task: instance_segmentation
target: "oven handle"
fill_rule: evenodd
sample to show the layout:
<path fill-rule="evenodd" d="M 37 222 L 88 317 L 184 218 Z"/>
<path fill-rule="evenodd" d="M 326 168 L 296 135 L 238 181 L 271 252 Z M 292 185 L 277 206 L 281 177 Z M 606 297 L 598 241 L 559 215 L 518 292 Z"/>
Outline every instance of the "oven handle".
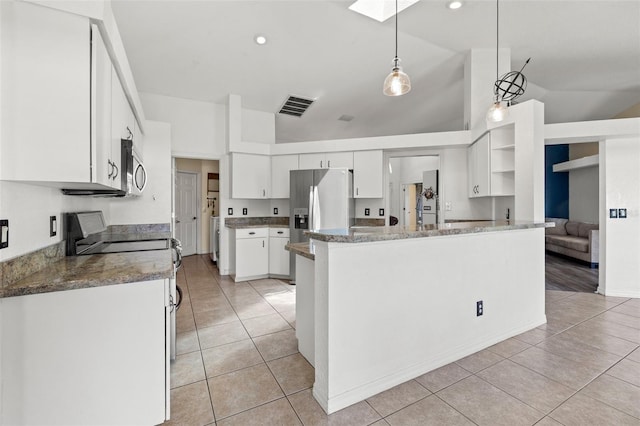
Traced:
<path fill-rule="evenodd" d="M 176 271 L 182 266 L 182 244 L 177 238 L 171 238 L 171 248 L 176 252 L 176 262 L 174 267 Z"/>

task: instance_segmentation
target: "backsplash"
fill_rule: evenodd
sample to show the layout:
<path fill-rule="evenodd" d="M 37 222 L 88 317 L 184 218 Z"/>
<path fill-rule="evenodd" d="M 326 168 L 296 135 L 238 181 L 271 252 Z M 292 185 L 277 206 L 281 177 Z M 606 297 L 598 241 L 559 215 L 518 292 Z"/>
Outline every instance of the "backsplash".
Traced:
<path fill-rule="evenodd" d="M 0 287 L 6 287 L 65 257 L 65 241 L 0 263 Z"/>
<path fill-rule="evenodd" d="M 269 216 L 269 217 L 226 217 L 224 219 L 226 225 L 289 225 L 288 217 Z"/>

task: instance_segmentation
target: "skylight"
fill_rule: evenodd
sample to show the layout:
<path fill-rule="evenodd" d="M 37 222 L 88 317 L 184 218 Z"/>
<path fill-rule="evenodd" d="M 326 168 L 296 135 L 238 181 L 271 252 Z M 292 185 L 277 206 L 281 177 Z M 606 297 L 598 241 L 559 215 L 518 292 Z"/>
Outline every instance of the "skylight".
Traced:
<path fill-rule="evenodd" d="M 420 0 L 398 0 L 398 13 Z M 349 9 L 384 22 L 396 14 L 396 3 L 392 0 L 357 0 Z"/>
++++++++++++++++++++
Task brief: Check each line above for the string "oven" and return those that contain it.

Solution for this exercise:
target: "oven handle"
Outline every instance of the "oven handle".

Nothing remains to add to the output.